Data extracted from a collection

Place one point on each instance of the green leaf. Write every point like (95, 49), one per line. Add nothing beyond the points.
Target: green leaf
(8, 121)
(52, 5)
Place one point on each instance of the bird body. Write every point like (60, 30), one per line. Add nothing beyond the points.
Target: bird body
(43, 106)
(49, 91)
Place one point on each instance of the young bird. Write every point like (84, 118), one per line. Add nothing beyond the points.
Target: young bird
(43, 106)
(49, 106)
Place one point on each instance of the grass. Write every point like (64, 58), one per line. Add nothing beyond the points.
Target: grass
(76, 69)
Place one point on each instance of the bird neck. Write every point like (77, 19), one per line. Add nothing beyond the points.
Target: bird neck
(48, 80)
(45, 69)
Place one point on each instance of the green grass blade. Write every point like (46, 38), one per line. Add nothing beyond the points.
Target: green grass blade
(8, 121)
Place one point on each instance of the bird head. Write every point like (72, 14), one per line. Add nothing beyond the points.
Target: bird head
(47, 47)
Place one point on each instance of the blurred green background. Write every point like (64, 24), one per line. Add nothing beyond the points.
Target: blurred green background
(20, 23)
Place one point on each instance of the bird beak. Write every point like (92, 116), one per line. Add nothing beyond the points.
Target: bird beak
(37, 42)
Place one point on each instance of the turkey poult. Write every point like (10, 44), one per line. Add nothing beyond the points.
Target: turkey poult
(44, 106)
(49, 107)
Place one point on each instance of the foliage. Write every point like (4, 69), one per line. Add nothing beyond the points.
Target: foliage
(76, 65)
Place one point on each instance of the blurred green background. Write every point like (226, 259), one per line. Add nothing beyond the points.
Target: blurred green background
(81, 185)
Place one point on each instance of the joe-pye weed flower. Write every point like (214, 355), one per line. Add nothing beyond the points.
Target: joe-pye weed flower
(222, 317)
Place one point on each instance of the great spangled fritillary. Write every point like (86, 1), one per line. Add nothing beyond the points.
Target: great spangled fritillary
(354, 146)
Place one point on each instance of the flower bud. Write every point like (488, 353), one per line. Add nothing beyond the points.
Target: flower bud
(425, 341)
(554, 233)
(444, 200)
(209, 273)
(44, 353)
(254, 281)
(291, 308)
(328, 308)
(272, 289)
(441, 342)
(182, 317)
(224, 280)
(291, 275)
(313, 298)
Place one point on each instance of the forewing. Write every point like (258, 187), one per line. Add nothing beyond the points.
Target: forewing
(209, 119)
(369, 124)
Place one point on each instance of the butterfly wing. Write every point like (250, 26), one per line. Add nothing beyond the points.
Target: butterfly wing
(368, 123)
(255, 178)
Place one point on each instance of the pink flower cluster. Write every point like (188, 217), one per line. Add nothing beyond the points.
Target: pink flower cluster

_WORK REQUIRED_
Set down all of the records shown above once more, exactly.

_FINAL ANSWER_
Place one point on each instance of the green leaf. Write every point like (95, 49), one per line. Add nothing beyond the points.
Target: green leaf
(8, 121)
(52, 5)
Place one point on each instance of the bird body. Write every point like (60, 30), one per line. Add nothing beyond the points.
Target: bird body
(43, 106)
(49, 91)
Place one point on each instance of the young bird. Write every point like (84, 118), one per line. Add nothing beyond the points.
Target: young bird
(43, 106)
(49, 106)
Place one point on each instance of the grass. Write every point like (64, 58), one per line. Add nothing beyond the points.
Target: grass
(76, 69)
Place one point on each instance of the bird neck. Write every point like (77, 19), one per line. Add nothing beyond the points.
Target: bird neck
(48, 80)
(45, 69)
Place one point on each instance of the green grass blade. Write every point like (46, 38), one per line. Add nothing beyond the points.
Target: green grass blade
(8, 121)
Place one point on each instance of the bird head. Write every point like (72, 14), one per line. Add nothing beyond the points.
Target: bird head
(47, 47)
Place one point on each instance of the blurred green background. Write every point like (64, 24), one per line. Add nothing beyond the points.
Target: blurred green background
(20, 23)
Place one point on each instance of the bird beak. Write every point like (92, 116), one per line. Add nothing beyond the points.
Target: bird beak
(37, 42)
Place one point on each instance of the turkey poult. Write every point like (10, 44), one per line. Add nothing beyond the points.
Target: turkey poult
(44, 106)
(49, 107)
Place one point on each instance of the foliage. Write every point like (4, 69), one per line. Add nothing beyond the points.
Target: foliage
(76, 65)
Place one point on each instance of the blurred green background. Write every point like (226, 259), one per line. Add nothing beyond the points.
Target: blurred green background
(81, 185)
Place one point on each instance of the joe-pye weed flower. Write every point like (214, 355), one per line. Add nothing beyond the points.
Target: joe-pye weed flower
(222, 317)
Place one point on each instance of the great spangled fritillary. Write every point like (86, 1), one per line. Add nothing beyond the points.
Target: great spangled fritillary
(354, 146)
Place one point on each instance of the flower bud. Write every point like (488, 353), one per line. Add nothing beyond the points.
Target: flower bud
(425, 341)
(554, 233)
(444, 200)
(209, 273)
(44, 353)
(254, 281)
(291, 308)
(328, 308)
(272, 289)
(441, 342)
(182, 317)
(224, 280)
(291, 275)
(313, 298)
Place one point on each instance of the forewing. Write every point like (258, 187), one per line. Add nothing beyond the points.
Target: forewing
(209, 119)
(369, 124)
Place one point on each instance of the butterfly wing. Write every point like (250, 26), one per line. Add nothing beyond the points.
Target: butterfly wing
(368, 123)
(255, 178)
Place one point on each instance of the pink flower cluster. Write every point like (188, 217), one per line. Add nothing beyond the points.
Target: pink flower cluster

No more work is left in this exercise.